■ **TASK STATEMENT**: Transcribe each line of the material with no alterations.

DATA EXTRACT Start Marker

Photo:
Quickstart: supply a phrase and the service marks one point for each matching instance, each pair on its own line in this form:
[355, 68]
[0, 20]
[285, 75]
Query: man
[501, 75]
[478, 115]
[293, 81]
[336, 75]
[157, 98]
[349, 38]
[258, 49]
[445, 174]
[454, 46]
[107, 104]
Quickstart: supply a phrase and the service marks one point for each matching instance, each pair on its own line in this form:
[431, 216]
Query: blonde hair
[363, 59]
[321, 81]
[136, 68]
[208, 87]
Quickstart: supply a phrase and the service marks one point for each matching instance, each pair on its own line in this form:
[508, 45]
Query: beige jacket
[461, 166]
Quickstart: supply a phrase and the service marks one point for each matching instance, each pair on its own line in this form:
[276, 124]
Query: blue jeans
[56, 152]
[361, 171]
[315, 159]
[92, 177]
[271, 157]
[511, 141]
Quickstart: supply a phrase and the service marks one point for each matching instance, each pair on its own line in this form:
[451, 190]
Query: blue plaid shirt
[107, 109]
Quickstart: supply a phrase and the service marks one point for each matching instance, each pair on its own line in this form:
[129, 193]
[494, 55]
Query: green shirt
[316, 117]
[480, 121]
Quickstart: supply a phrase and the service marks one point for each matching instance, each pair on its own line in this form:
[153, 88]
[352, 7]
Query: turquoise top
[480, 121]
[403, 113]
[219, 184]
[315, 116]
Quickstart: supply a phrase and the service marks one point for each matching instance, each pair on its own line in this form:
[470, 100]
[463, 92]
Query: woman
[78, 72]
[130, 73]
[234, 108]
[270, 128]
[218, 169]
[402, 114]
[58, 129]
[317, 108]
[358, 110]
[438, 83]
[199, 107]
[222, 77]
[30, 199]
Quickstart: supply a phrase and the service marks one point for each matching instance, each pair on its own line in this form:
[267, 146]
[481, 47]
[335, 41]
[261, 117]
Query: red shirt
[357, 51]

DATA EXTRACT End Marker

■ **SOLUTION TO THE EXERCISE**:
Photo:
Quickstart: supply a phrase and the service marks one point for each matching instance, each pair on its own line in this form:
[355, 68]
[0, 20]
[285, 75]
Query: man
[501, 75]
[478, 115]
[293, 81]
[336, 75]
[157, 98]
[349, 38]
[258, 49]
[445, 174]
[454, 46]
[107, 104]
Quickstart: supply a phrase and the service marks one point for each matching instance, each pair on its own line in this form:
[431, 216]
Query: blonde hair
[363, 59]
[321, 81]
[136, 68]
[208, 87]
Quickstart: supply a phrase and the service marks one point for each matching instance, each pair on its own line in this form:
[508, 45]
Query: beige jacket
[461, 166]
Quickstart: supply a phrase and the service marks one point for each matching instance, each pair on its own line in this form:
[276, 124]
Query: blue jeans
[56, 152]
[361, 171]
[315, 159]
[92, 177]
[271, 157]
[511, 141]
Quickstart: supply a phrase and the service marks one point for each matching instance, each pair on its own line in this form:
[451, 190]
Query: blue plaid shirt
[107, 109]
Quickstart: supply a phrase and the service marks one point for each matching instance, each pair on its own line in this form:
[129, 193]
[494, 55]
Query: green shirt
[316, 117]
[480, 121]
Quickstart: supply a phrase and the service marks one point for each matching instance, each pair on its own line in this form:
[153, 88]
[352, 7]
Query: turquoise top
[480, 121]
[403, 113]
[219, 184]
[315, 116]
Quickstart: supply a phrase and the service marks one point for each matching instance, each pair on its own line in this form:
[470, 100]
[463, 92]
Query: woman
[78, 72]
[130, 73]
[234, 108]
[270, 128]
[218, 169]
[402, 114]
[58, 129]
[317, 108]
[358, 110]
[438, 83]
[199, 107]
[222, 77]
[30, 199]
Quickstart: supply a phrase and the service marks one point for each matching instance, each pair on its own line in this form:
[267, 146]
[481, 47]
[335, 41]
[261, 117]
Query: red shirt
[357, 51]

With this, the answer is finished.